▸ **Text**
BOOK REVIEW (SAN FRANCISCO CHRONICLE)
What is one to make of Peter Duesberg, the distinguished University
of California at Berkeley virologist and pioneer cancer researcher who
has cast himself as the most stubborn medical naysayer in the contentious
history of the AIDS epidemic?
Duesberg's heterodox thesis is uncompromising: The AIDS epidemic, he
holds, is an artifice, if not an outright fraud, perpetrated by a vast
conspiracy that links the federal Centers for Disease Control and Prevention
and the National Institutes of Health to glory-fixated scientists grasping
for government grants and to profit-hungry pharmaceutical companies peddling
deadly wares on unsuspecting victims.
"The long arm of the AIDS establishment reaches even the president
of the United States," Duesberg declares.
There is much more in his indictment: HIV, the infectious virus blamed
as the primary cause of AIDS with virtual unanimity by the world's scientific
community, is only a harmless "passenger virus" that never hurt
anyone.

Data entries:
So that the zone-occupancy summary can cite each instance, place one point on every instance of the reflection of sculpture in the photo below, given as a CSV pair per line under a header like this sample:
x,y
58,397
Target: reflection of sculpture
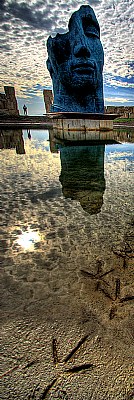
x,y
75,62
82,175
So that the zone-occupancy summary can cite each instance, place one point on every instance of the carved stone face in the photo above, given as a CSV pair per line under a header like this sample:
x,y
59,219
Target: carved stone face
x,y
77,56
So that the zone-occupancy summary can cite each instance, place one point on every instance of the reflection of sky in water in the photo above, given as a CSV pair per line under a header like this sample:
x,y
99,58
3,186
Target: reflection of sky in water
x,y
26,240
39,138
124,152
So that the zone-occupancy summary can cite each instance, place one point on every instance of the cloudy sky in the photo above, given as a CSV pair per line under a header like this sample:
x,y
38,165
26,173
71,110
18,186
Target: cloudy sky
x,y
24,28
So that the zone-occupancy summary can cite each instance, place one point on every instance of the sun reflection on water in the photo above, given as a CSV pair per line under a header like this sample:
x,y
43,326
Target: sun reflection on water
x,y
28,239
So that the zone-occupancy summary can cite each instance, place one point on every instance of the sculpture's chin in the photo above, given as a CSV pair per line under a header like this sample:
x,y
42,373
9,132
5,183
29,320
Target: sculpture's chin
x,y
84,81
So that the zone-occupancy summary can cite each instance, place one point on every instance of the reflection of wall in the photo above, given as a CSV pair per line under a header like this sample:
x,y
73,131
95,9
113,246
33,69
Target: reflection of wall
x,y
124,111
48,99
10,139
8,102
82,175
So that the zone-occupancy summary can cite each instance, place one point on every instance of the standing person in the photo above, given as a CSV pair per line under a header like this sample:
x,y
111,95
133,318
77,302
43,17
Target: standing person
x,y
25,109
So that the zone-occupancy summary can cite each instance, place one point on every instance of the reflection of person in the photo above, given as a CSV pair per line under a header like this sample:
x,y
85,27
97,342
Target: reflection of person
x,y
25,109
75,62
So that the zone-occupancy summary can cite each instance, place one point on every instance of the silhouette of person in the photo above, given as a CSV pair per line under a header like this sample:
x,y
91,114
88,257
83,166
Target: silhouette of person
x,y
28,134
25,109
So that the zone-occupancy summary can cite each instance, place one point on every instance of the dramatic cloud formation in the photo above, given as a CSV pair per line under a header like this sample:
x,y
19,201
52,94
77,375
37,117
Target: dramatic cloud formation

▸ **Work to complete**
1. Reproduce the passage of the book review that begins with the words containing "What is one" and ends with "the AIDS epidemic?".
2. Summarize the book review in two sentences.
3. According to the book review, what kind of virus does Duesberg say HIV is?
The data entries have no connection to the book review.

▸ **Answers in order**
1.
What is one to make of Peter Duesberg, the distinguished University
of California at Berkeley virologist and pioneer cancer researcher who
has cast himself as the most stubborn medical naysayer in the contentious
history of the AIDS epidemic?

2. Peter Duesberg, a Berkeley virologist and pioneer cancer researcher, holds that the AIDS epidemic is an artifice, if not a fraud, perpetrated by a conspiracy linking the CDC and NIH to grant-seeking scientists and profit-hungry pharmaceutical companies. He further contends that HIV, which the world's scientific community blames as the primary cause of AIDS, is only a harmless "passenger virus" that never hurt anyone.

3. A harmless "passenger virus" that never hurt anyone.